:: ACTIVITY ::
Pictures stay out of the copy. Transcribe exactly, and only, the line with "target | metal pole" through the last line of the entries below.

Referring expression data
↓↓↓

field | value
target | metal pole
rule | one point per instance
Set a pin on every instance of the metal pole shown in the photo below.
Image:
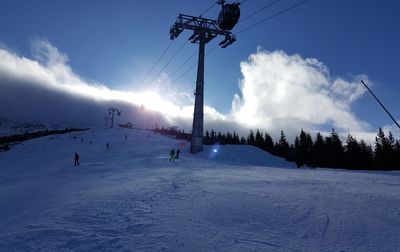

↑↑↑

:: WRITTEN ANSWER ::
target | metal pole
rule | one point per instance
Set a pin on every instance of the metal pole shown in the photo below.
Image:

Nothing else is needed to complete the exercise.